- PAGE TEXT
§ §

In the late evening, one of our hostel’s students, Moira from Scotland, returned in a distressed state, crying, and badly bruised. She said she hadn’t known about the curfew, got arrested and was taken to a police station, where officers with nightsticks beat her on the legs as she climbed a spiral staircase. Then, around midnight, my roommate Pavel returned in a disheveled yet exhilarated state. He said he’d been out with friends for several hours, ignoring the curfew, throwing rocks at the Soviet tanks and then running away down dark alleyways. He said he’d be breaking the curfew again on the next two nights.
I had an early breakfast the next day and headed out by bike for a 50-kilometer training ride with the three women who’d be representing Great Britain in the weekend’s road race, along with a couple of their male teammates who weren’t doing the team time trial later in the day. I already knew the youngest of the women, 18-year-old Bernadette Swinnerton, who was that year’s national track sprint champion and had done a bunch of road races to build up her stamina. Earlier in the week, I was told, she had clearly out-sprinted Britain’s top man, Doug Dailey, at the end of a training run.
For fun, I made a small attack on one of the hills near the end of our ride, and saw that Swinnerton and her two teammates, Ann Horswell and Pat Pepper, were as strong as most men I’d ever raced against. Horswell, who’d just won an international 10-day stage race in France, described her pedaling style as a “thrust-and-clutcher.” Like Pepper, Horswell mainly raced in British time trials and didn’t rate her bike-handling skills too highly.

§ §

- RECORDED INFORMATION
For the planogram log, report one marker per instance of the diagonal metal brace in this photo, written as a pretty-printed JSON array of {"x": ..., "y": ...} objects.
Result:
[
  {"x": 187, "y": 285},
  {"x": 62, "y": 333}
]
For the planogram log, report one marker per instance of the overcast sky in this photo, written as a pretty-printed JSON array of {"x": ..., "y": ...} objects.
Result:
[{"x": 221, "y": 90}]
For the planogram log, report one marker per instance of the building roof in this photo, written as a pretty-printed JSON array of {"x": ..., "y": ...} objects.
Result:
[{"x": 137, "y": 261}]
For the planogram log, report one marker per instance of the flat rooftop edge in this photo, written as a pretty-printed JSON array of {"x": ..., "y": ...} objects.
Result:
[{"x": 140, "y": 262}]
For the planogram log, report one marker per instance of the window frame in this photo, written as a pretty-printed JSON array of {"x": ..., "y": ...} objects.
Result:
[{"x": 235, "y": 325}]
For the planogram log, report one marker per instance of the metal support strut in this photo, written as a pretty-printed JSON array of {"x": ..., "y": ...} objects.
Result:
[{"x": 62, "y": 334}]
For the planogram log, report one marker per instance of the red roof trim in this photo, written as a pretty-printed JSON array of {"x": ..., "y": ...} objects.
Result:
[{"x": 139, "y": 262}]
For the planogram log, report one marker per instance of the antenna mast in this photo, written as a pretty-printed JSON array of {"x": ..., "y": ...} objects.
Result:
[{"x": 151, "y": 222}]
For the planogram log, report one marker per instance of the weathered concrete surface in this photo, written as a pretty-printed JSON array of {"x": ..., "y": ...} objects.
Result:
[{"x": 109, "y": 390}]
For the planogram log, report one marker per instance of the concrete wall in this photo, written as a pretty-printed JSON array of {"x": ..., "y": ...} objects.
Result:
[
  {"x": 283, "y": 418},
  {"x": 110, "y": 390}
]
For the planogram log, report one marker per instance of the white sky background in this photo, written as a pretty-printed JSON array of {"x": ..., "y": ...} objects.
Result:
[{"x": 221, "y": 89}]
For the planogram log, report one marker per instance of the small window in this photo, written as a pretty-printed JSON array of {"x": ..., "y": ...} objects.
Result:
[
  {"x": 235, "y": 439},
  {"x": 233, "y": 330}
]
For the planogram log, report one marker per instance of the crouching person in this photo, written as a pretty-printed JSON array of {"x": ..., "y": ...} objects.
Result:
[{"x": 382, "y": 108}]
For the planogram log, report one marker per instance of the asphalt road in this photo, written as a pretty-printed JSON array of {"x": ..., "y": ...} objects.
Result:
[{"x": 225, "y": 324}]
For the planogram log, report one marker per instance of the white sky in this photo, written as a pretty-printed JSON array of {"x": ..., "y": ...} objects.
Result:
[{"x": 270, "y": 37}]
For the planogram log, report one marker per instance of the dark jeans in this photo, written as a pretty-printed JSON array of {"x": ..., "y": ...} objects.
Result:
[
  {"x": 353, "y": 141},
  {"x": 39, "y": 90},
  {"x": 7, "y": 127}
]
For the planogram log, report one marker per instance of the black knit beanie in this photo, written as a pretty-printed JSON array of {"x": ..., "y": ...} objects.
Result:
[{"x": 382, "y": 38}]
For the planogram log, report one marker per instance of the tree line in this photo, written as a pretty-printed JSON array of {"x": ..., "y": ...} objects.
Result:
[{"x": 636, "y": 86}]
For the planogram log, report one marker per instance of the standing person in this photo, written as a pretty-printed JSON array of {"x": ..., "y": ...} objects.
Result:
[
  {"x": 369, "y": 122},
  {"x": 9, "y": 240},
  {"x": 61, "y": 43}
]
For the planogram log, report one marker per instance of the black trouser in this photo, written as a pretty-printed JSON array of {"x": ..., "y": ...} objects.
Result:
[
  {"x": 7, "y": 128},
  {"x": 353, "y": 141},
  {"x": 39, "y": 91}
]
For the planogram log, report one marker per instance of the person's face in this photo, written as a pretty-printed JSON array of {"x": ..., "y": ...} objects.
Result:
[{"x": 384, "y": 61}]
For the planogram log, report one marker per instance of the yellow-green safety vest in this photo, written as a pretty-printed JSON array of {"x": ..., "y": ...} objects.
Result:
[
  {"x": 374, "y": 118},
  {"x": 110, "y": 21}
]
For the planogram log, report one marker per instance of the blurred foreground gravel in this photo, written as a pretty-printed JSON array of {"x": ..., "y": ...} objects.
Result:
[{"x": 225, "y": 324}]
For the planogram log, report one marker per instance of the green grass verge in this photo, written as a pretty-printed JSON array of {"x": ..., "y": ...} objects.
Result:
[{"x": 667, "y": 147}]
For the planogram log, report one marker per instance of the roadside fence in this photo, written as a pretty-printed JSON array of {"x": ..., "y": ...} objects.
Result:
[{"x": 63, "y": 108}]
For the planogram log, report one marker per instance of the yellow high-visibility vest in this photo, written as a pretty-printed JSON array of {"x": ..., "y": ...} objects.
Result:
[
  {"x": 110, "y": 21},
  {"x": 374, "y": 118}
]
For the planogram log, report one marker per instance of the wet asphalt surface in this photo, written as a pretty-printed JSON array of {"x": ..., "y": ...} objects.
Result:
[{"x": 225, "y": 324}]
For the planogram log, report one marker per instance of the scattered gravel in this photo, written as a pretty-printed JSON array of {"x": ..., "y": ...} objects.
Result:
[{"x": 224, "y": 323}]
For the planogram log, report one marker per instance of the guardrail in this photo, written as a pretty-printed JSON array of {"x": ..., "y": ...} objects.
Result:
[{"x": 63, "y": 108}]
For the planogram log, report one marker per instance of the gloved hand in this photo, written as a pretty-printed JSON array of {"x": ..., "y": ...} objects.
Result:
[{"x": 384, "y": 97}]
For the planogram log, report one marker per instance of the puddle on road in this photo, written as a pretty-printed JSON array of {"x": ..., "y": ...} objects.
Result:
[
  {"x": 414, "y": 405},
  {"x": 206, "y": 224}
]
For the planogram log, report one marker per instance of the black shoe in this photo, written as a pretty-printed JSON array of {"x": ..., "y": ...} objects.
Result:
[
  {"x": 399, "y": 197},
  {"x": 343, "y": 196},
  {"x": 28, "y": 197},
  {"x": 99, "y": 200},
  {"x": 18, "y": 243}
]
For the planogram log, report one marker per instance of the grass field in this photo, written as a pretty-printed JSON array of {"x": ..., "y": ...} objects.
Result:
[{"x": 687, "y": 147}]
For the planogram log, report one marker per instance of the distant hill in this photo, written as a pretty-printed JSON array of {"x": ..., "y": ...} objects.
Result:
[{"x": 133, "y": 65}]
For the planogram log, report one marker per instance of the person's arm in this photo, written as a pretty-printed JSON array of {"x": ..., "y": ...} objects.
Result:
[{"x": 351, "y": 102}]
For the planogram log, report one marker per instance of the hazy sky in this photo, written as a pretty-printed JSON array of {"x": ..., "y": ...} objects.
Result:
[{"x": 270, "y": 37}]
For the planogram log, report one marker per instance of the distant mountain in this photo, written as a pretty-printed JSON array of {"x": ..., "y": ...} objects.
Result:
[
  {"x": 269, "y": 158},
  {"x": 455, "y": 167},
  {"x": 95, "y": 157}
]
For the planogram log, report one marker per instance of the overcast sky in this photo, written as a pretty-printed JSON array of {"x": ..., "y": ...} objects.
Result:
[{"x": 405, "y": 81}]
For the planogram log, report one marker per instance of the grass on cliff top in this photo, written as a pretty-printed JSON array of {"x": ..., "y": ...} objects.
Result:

§ §

- TASK LIST
**A.** Summarize the passage about the curfew and the training ride in two sentences.
**B.** Print the passage about the curfew and the training ride from "In the late" up to and including "next two nights.".

- FINAL ANSWERS
**A.** During a curfew, a hostel student named Moira came back crying and bruised after police beat her, while the roommate Pavel returned exhilarated from throwing rocks at Soviet tanks and planned to break the curfew again. The next day the writer rode 50 kilometers with Britain's three women road racers, Bernadette Swinnerton, Ann Horswell and Pat Pepper, and found them as strong as most men the writer had raced against.

**B.**
In the late evening, one of our hostel’s students, Moira from Scotland, returned in a distressed state, crying, and badly bruised. She said she hadn’t known about the curfew, got arrested and was taken to a police station, where officers with nightsticks beat her on the legs as she climbed a spiral staircase. Then, around midnight, my roommate Pavel returned in a disheveled yet exhilarated state. He said he’d been out with friends for several hours, ignoring the curfew, throwing rocks at the Soviet tanks and then running away down dark alleyways. He said he’d be breaking the curfew again on the next two nights.